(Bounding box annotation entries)
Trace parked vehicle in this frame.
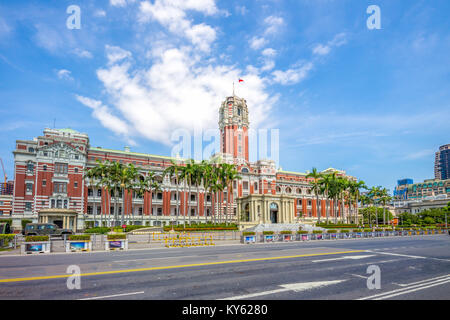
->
[22,223,73,236]
[0,223,11,234]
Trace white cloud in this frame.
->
[76,95,135,145]
[73,48,92,59]
[57,69,73,80]
[94,9,106,17]
[262,48,277,57]
[109,0,127,7]
[105,45,131,64]
[272,62,313,85]
[79,48,275,145]
[138,0,219,52]
[264,16,284,34]
[249,37,267,50]
[313,44,331,56]
[235,6,248,16]
[312,32,347,56]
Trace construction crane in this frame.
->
[0,158,8,192]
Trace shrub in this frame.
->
[84,227,111,234]
[25,236,48,242]
[69,234,91,240]
[21,219,33,230]
[107,234,127,240]
[0,234,16,245]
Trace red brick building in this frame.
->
[8,96,354,228]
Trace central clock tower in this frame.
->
[219,94,249,163]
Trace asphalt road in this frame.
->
[0,235,450,301]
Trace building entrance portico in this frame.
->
[38,208,78,232]
[270,202,278,223]
[236,194,295,226]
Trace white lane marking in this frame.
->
[78,291,144,300]
[311,255,374,262]
[357,276,450,300]
[219,279,347,300]
[114,255,199,262]
[347,273,368,279]
[394,274,450,287]
[374,279,450,300]
[366,250,450,262]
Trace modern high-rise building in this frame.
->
[434,144,450,180]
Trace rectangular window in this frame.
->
[53,182,67,193]
[55,163,68,174]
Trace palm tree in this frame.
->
[224,164,241,225]
[318,174,332,223]
[368,186,382,227]
[380,188,392,225]
[164,160,181,224]
[350,180,367,223]
[122,163,139,224]
[306,168,323,223]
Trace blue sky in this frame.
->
[0,0,450,191]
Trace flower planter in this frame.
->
[21,241,51,254]
[66,240,92,252]
[241,235,256,244]
[105,239,128,251]
[299,233,311,241]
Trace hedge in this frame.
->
[69,234,91,240]
[0,234,16,245]
[108,234,127,240]
[25,236,48,242]
[84,227,111,234]
[21,219,33,230]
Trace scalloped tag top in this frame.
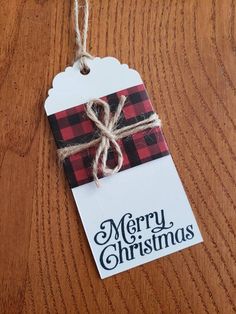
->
[45,57,202,278]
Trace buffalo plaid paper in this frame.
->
[48,84,169,188]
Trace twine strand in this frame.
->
[74,0,93,71]
[58,95,161,186]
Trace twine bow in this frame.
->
[58,96,161,186]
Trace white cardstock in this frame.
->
[45,57,202,278]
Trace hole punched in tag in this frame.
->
[74,0,93,75]
[80,65,90,75]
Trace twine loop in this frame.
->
[74,0,93,74]
[58,95,161,186]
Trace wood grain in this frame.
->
[0,0,236,314]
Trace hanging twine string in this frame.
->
[58,96,161,186]
[74,0,93,72]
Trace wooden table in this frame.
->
[0,0,236,314]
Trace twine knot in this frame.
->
[58,95,161,186]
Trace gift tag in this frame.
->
[45,57,202,278]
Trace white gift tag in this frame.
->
[45,57,202,278]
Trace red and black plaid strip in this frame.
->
[48,84,169,188]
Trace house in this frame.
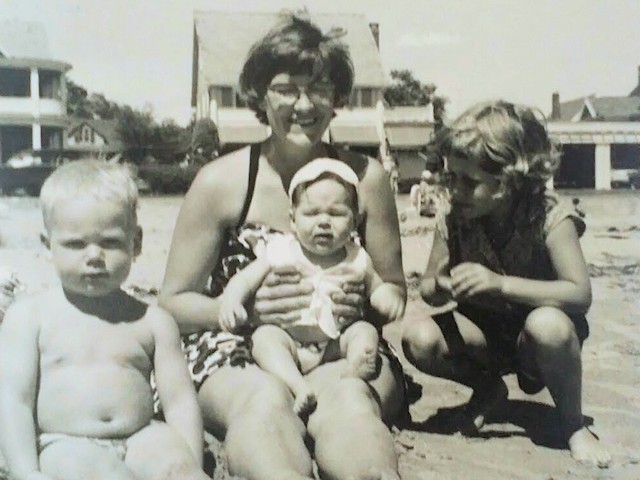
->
[384,105,435,183]
[191,11,386,156]
[64,118,124,158]
[549,67,640,190]
[0,20,71,165]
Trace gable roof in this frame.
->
[194,11,385,87]
[66,118,124,149]
[558,95,640,122]
[0,19,51,59]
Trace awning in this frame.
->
[384,124,433,149]
[329,124,380,146]
[218,124,267,144]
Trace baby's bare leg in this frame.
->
[251,325,316,416]
[518,307,611,468]
[40,437,139,480]
[125,422,210,480]
[340,321,379,380]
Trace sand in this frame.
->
[0,192,640,480]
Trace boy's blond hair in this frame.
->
[40,158,138,232]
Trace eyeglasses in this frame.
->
[267,82,334,103]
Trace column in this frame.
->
[595,143,611,190]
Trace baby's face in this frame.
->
[291,178,355,256]
[49,198,140,297]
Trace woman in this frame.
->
[160,14,406,479]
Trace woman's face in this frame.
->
[263,73,334,146]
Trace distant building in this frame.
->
[549,67,640,190]
[191,11,386,156]
[64,118,124,159]
[0,20,71,165]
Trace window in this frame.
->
[0,68,31,97]
[39,70,62,100]
[360,88,375,107]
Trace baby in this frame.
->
[219,158,405,415]
[0,160,209,480]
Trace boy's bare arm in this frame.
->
[147,307,204,466]
[0,299,48,479]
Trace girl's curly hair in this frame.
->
[435,100,560,196]
[240,10,354,125]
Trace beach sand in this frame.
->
[0,192,640,480]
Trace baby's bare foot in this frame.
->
[460,377,509,435]
[293,382,317,418]
[568,426,611,468]
[345,348,378,380]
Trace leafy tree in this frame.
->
[191,118,220,165]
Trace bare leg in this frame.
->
[251,325,316,417]
[308,357,403,480]
[198,365,313,480]
[340,322,378,380]
[40,438,139,480]
[125,422,210,480]
[518,307,611,468]
[402,312,508,434]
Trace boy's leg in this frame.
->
[518,307,611,467]
[125,422,209,480]
[251,325,316,416]
[340,321,379,380]
[40,437,139,480]
[402,312,508,434]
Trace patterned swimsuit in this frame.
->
[182,144,402,390]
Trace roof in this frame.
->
[559,95,640,122]
[0,19,51,59]
[66,118,124,150]
[194,11,386,87]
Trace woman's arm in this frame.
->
[451,219,591,313]
[159,149,248,333]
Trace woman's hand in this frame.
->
[253,266,313,326]
[331,281,365,331]
[451,263,504,299]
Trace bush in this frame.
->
[138,165,200,194]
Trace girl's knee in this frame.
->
[402,318,446,364]
[523,307,579,349]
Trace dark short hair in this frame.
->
[291,172,359,218]
[240,10,355,125]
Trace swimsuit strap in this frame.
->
[238,143,261,226]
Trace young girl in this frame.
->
[403,101,610,467]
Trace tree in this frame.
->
[384,69,447,130]
[191,118,220,165]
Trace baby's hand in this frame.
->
[218,295,249,333]
[371,283,405,322]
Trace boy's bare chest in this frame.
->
[40,316,153,371]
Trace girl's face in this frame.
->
[447,156,505,220]
[263,73,334,146]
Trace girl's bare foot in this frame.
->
[345,348,378,380]
[460,377,509,435]
[568,426,611,468]
[293,381,317,418]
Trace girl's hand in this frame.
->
[451,263,504,299]
[331,282,365,331]
[253,266,313,326]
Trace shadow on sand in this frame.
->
[404,400,593,449]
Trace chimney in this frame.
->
[369,22,380,50]
[551,92,562,120]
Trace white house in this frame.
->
[191,11,386,156]
[0,20,71,165]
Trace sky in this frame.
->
[0,0,640,125]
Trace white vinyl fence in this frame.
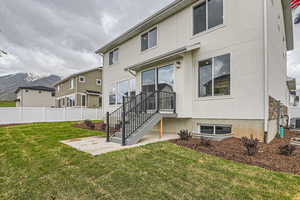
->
[0,107,103,124]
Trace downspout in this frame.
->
[263,0,269,143]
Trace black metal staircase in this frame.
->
[106,91,176,145]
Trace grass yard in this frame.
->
[0,101,16,107]
[0,123,300,200]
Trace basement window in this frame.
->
[199,124,232,135]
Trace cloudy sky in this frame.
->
[0,0,300,83]
[0,0,173,76]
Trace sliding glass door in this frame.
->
[157,65,175,92]
[142,69,156,110]
[142,65,175,110]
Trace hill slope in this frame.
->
[0,73,61,101]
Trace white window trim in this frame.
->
[139,60,178,92]
[191,0,226,39]
[198,123,232,136]
[195,52,233,101]
[78,76,86,83]
[139,25,159,54]
[96,79,102,86]
[108,78,137,106]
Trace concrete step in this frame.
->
[110,136,122,144]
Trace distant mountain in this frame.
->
[0,73,61,101]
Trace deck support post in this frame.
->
[160,119,164,138]
[106,112,110,142]
[122,96,126,146]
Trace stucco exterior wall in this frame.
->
[153,118,264,142]
[87,95,100,108]
[103,0,264,119]
[16,89,55,107]
[56,68,102,108]
[103,0,287,141]
[267,0,288,105]
[76,70,102,93]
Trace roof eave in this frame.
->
[95,0,197,54]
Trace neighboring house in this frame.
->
[96,0,293,144]
[15,86,55,107]
[55,67,102,108]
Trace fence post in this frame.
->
[276,101,281,138]
[122,96,126,146]
[156,90,160,113]
[174,92,177,113]
[96,108,98,120]
[106,112,109,142]
[64,107,67,121]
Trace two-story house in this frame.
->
[55,67,102,108]
[15,86,55,107]
[96,0,293,145]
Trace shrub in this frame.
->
[200,137,211,147]
[242,135,259,156]
[279,144,296,156]
[84,120,96,129]
[178,130,193,141]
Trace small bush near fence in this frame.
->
[200,137,211,147]
[279,144,296,156]
[178,130,193,141]
[84,120,96,130]
[242,135,259,156]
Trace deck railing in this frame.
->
[106,91,176,145]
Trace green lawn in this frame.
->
[0,123,300,200]
[0,101,16,107]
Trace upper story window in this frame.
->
[198,54,231,97]
[70,79,74,89]
[193,0,223,35]
[141,28,157,51]
[96,79,101,86]
[79,76,85,83]
[109,49,119,65]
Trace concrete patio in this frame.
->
[61,132,178,156]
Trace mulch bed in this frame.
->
[73,122,106,132]
[171,130,300,175]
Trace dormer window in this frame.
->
[141,28,157,51]
[109,49,119,65]
[193,0,223,35]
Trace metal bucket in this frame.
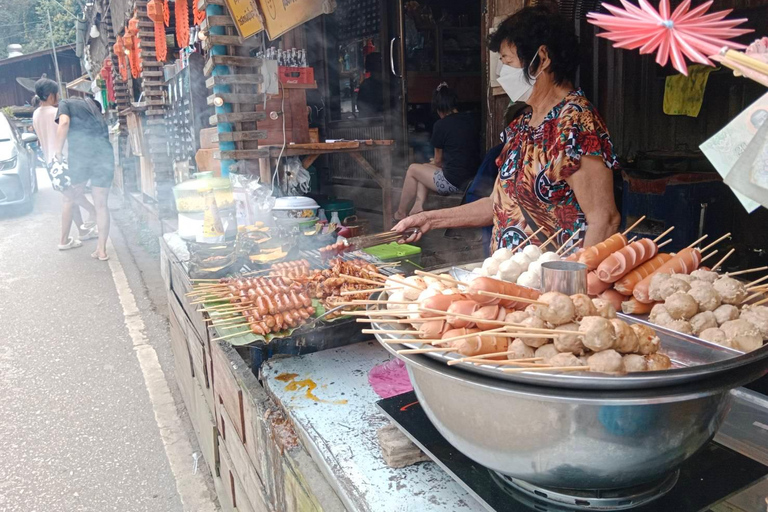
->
[541,261,587,295]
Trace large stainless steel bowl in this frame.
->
[382,344,764,489]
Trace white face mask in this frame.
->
[496,52,543,101]
[497,64,535,101]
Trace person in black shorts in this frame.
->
[56,97,115,261]
[395,82,480,221]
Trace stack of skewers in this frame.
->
[462,216,768,352]
[347,272,672,374]
[187,260,400,339]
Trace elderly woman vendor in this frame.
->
[394,7,621,250]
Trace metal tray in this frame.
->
[369,268,768,390]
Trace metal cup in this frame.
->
[541,261,587,295]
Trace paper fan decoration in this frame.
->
[587,0,752,76]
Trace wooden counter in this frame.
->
[160,238,346,512]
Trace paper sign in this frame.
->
[699,94,768,213]
[258,0,336,40]
[227,0,264,39]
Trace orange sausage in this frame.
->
[613,252,672,295]
[421,293,467,318]
[452,334,509,356]
[597,238,659,284]
[587,272,611,297]
[445,300,480,329]
[621,297,654,315]
[632,248,701,304]
[600,290,628,311]
[579,233,627,270]
[464,277,541,309]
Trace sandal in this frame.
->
[58,237,83,251]
[80,224,99,241]
[91,251,109,261]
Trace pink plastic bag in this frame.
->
[368,359,413,398]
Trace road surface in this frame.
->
[0,172,216,512]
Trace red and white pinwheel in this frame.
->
[587,0,752,76]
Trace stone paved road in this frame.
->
[0,173,213,512]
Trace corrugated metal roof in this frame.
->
[0,43,75,66]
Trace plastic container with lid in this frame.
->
[272,196,320,219]
[363,242,421,265]
[173,172,235,213]
[322,199,355,220]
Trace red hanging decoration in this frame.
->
[101,57,115,103]
[112,36,128,82]
[192,0,205,25]
[123,13,141,78]
[174,0,194,48]
[147,0,168,62]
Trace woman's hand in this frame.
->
[392,212,432,244]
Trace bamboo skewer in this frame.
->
[448,351,544,366]
[699,249,717,264]
[413,270,467,286]
[336,299,415,306]
[355,316,448,324]
[501,366,589,373]
[211,331,253,341]
[686,235,709,249]
[712,249,736,272]
[744,275,768,289]
[555,244,579,258]
[653,226,675,244]
[701,233,731,252]
[621,215,645,236]
[339,288,399,297]
[476,290,549,306]
[725,266,768,277]
[555,230,579,254]
[397,347,455,354]
[541,228,563,249]
[516,226,544,251]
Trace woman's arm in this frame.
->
[565,156,621,247]
[55,114,69,159]
[392,197,493,242]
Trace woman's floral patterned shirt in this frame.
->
[491,89,618,254]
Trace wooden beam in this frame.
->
[211,130,268,142]
[209,112,267,124]
[205,14,235,27]
[207,92,264,105]
[213,148,269,160]
[203,34,260,51]
[203,55,261,76]
[205,73,264,89]
[197,0,226,7]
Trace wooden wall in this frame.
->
[483,0,525,149]
[0,50,82,107]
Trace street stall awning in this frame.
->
[67,75,92,93]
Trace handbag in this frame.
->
[48,158,72,192]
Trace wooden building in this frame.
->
[0,44,83,107]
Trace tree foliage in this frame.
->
[0,0,84,59]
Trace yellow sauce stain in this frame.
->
[275,373,347,404]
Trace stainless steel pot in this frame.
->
[382,344,764,489]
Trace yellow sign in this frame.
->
[258,0,336,40]
[227,0,264,39]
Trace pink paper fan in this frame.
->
[587,0,752,76]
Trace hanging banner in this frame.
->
[227,0,264,39]
[258,0,336,40]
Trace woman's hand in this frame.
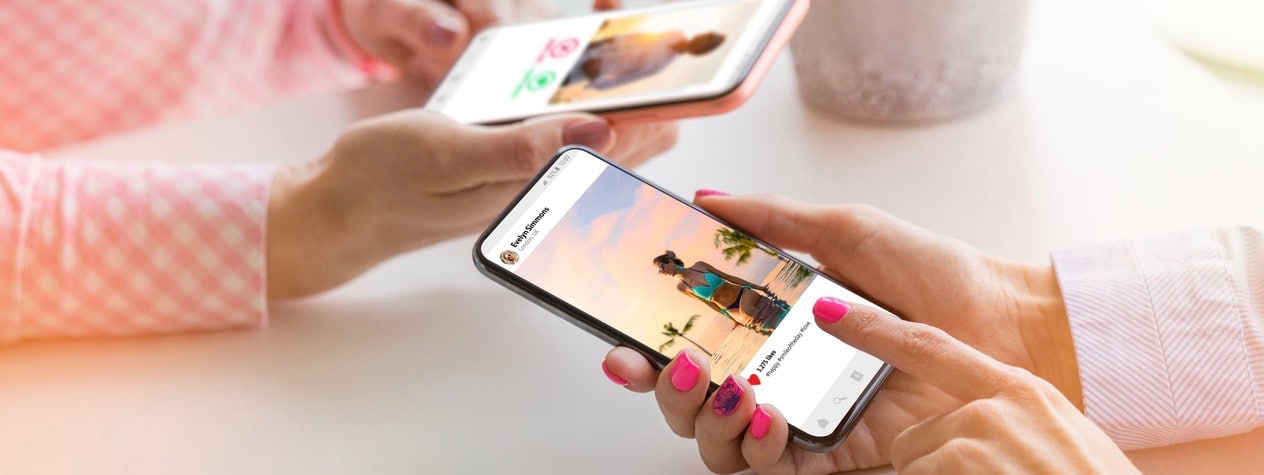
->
[814,298,1139,475]
[267,110,676,298]
[603,196,1081,474]
[340,0,599,88]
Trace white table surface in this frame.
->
[0,0,1264,474]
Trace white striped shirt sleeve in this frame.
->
[1053,227,1264,450]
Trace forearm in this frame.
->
[1127,428,1264,475]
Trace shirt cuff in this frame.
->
[16,160,274,339]
[324,0,398,80]
[1053,229,1264,450]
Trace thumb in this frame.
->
[382,0,470,61]
[695,195,982,319]
[470,114,616,182]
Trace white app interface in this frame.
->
[480,150,882,436]
[426,0,780,123]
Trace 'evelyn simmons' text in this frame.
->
[509,206,549,248]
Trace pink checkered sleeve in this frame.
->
[1053,227,1264,450]
[0,150,273,344]
[0,0,368,152]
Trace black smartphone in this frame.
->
[474,148,891,451]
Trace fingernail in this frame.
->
[694,188,729,201]
[602,361,632,388]
[561,119,614,152]
[426,16,461,48]
[811,297,852,323]
[712,374,746,416]
[671,351,699,393]
[751,404,772,440]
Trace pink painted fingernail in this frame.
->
[671,351,699,393]
[712,375,746,416]
[751,404,772,440]
[694,188,731,201]
[602,361,632,388]
[811,297,852,323]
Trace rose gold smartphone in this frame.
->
[426,0,809,124]
[474,148,891,451]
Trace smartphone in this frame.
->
[426,0,809,124]
[474,148,891,451]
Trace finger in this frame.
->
[454,0,518,32]
[742,404,795,474]
[653,350,710,438]
[698,195,981,313]
[896,437,985,475]
[813,297,1015,399]
[465,114,616,183]
[593,0,623,11]
[602,346,659,393]
[696,375,755,474]
[609,123,680,168]
[891,412,958,471]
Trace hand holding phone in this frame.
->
[474,148,890,451]
[426,0,808,124]
[603,195,1081,472]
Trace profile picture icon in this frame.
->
[501,250,518,265]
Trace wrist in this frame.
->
[1011,264,1085,411]
[267,160,362,298]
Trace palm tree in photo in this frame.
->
[659,313,712,356]
[714,227,777,265]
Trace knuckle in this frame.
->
[508,133,556,174]
[961,399,1005,427]
[939,437,990,460]
[899,318,948,360]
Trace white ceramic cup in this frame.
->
[790,0,1029,123]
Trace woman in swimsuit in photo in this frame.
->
[653,250,790,334]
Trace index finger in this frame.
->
[813,297,1012,400]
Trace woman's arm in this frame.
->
[0,109,675,342]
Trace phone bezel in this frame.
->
[422,0,809,125]
[474,145,899,452]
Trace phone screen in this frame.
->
[426,0,790,124]
[477,149,889,437]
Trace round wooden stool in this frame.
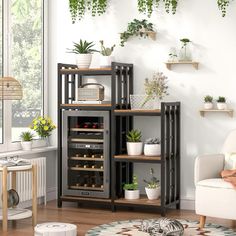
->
[34,222,77,236]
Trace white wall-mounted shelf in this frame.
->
[199,109,234,117]
[165,61,199,70]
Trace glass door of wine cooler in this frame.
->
[62,111,110,198]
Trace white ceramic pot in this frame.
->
[217,102,227,110]
[125,190,140,200]
[204,102,213,110]
[145,187,161,200]
[21,141,33,151]
[144,144,161,156]
[127,142,143,156]
[99,55,114,68]
[76,53,92,69]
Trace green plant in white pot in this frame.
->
[144,138,161,156]
[123,175,140,200]
[69,39,98,69]
[126,129,143,156]
[20,131,34,151]
[99,40,116,68]
[204,95,213,110]
[143,168,161,200]
[216,96,227,110]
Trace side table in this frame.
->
[0,165,37,231]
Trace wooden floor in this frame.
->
[0,201,236,236]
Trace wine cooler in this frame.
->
[62,110,110,198]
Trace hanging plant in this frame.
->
[217,0,229,17]
[69,0,107,23]
[120,19,155,47]
[138,0,178,17]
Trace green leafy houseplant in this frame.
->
[20,131,34,142]
[120,19,154,47]
[126,129,142,143]
[143,168,160,189]
[68,39,97,54]
[69,0,107,23]
[138,0,178,17]
[99,40,116,56]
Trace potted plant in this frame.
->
[216,96,227,110]
[204,95,213,110]
[20,131,34,151]
[143,168,161,200]
[126,129,143,156]
[30,116,56,146]
[69,39,97,69]
[123,175,140,200]
[99,40,116,67]
[144,138,161,156]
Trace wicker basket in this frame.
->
[78,83,104,101]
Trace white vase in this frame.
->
[145,187,161,200]
[126,142,143,156]
[21,141,33,151]
[217,102,227,110]
[76,53,92,69]
[125,190,140,200]
[204,102,213,110]
[99,55,114,68]
[144,143,161,156]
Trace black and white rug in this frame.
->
[85,219,236,236]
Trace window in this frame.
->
[0,0,46,150]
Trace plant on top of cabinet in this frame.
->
[142,72,168,109]
[138,0,178,17]
[143,168,161,200]
[99,40,116,67]
[69,0,107,24]
[216,96,227,110]
[123,175,140,200]
[69,39,97,68]
[126,129,143,156]
[120,19,156,47]
[204,95,213,110]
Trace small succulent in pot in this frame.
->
[216,96,227,110]
[126,129,143,156]
[204,95,213,110]
[123,175,140,200]
[143,168,160,200]
[144,138,161,156]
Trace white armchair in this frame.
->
[194,130,236,228]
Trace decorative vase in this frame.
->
[145,187,161,200]
[204,102,213,110]
[125,190,140,200]
[21,141,33,151]
[144,143,161,156]
[127,142,143,156]
[76,53,92,69]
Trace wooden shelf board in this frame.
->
[199,109,234,117]
[114,195,161,206]
[70,128,104,132]
[165,61,199,70]
[114,155,161,161]
[69,167,104,172]
[69,157,104,161]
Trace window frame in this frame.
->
[0,0,49,153]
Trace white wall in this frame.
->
[49,0,236,210]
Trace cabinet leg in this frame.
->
[32,165,37,226]
[2,166,7,232]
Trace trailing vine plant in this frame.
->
[138,0,178,17]
[120,19,154,47]
[69,0,108,23]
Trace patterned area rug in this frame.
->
[85,220,236,236]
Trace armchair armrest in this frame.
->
[194,154,225,185]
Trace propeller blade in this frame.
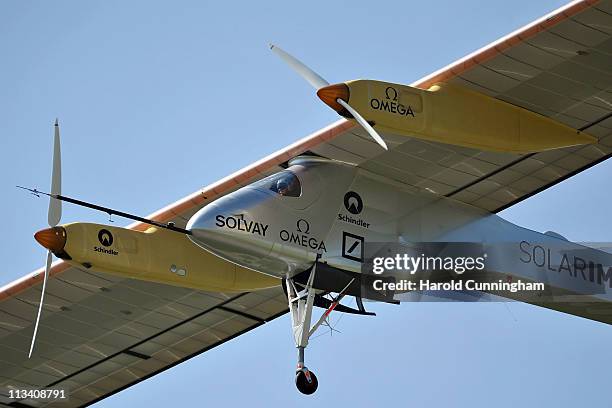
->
[28,251,52,358]
[336,98,389,150]
[47,119,62,227]
[270,44,329,89]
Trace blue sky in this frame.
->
[0,0,612,407]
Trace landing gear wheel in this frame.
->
[295,371,319,395]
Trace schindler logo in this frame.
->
[94,229,119,255]
[370,86,414,118]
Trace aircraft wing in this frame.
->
[0,0,612,407]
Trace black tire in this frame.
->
[295,371,319,395]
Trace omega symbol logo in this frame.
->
[98,229,113,246]
[385,86,397,101]
[297,218,310,234]
[344,191,363,214]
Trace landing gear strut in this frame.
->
[285,257,354,395]
[285,262,319,395]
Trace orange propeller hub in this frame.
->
[34,227,66,253]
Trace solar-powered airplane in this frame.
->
[0,1,612,406]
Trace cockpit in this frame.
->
[262,170,302,197]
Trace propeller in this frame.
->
[28,119,62,358]
[270,44,389,150]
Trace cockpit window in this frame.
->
[268,170,302,197]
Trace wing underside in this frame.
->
[0,1,612,406]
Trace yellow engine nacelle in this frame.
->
[317,80,597,153]
[55,222,280,292]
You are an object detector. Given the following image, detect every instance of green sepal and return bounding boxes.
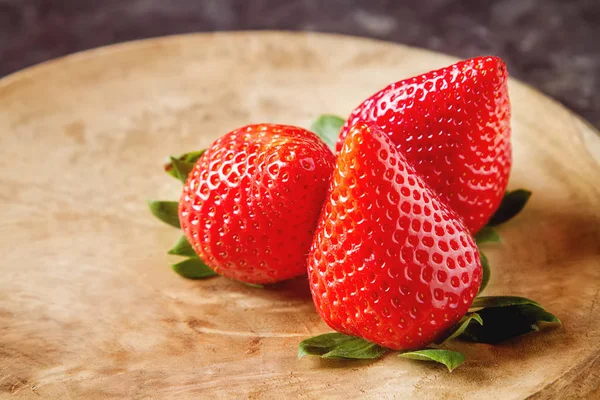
[477,250,492,294]
[436,313,483,344]
[168,236,198,258]
[487,189,531,226]
[148,200,181,228]
[400,349,465,372]
[475,226,502,245]
[298,332,387,360]
[460,304,561,344]
[310,115,346,151]
[164,150,206,183]
[171,258,218,279]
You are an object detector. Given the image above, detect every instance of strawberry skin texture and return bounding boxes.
[337,57,511,233]
[179,124,334,284]
[308,123,482,350]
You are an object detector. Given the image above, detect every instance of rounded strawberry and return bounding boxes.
[337,57,511,233]
[308,123,482,349]
[179,124,334,284]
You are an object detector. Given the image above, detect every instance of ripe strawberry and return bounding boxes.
[308,123,482,349]
[337,57,511,233]
[179,124,334,284]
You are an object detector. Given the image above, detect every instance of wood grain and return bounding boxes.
[0,32,600,399]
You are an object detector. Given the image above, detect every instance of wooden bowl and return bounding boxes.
[0,32,600,399]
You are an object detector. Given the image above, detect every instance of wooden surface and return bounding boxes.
[0,33,600,399]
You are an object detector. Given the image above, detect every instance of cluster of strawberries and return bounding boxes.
[151,57,558,368]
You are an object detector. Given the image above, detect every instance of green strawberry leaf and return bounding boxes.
[487,189,531,226]
[310,115,346,150]
[470,296,544,309]
[148,200,181,228]
[477,250,492,294]
[171,258,218,279]
[164,150,206,183]
[298,332,387,360]
[400,349,465,372]
[169,157,194,183]
[460,304,561,344]
[475,226,502,245]
[436,313,483,344]
[168,236,198,257]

__What you will do__:
Render the entries between the lines holding "Trace black metal staircase in this frame." and "[110,136,122,144]", inclusive, as a two-column CSV with the columns task and value, one row per entry. Put each entry's text and its answer in a single quoted field, replacing line breaks with spaces.

__Exercise output__:
task,value
"Trace black metal staircase in this frame. ->","[106,91,176,145]"
"Trace grass yard in this frame. ->","[0,101,16,107] [0,123,300,200]"
"Trace basement window in this frame. ->","[199,124,232,135]"
"Trace cloudy sky in this frame. ->","[0,0,300,83] [0,0,173,76]"
"Trace sliding glass door in this frame. ->","[157,65,175,92] [142,69,156,110] [142,65,175,110]"
"Trace hill slope in this frame. ->","[0,73,61,101]"
"Trace white window trim in this frame. ->","[139,60,178,92] [191,0,226,39] [198,123,232,136] [195,52,233,101] [78,76,86,83] [139,25,159,54] [96,79,102,86] [108,78,137,106]"
"Trace concrete step in this frame. ->","[110,136,122,144]"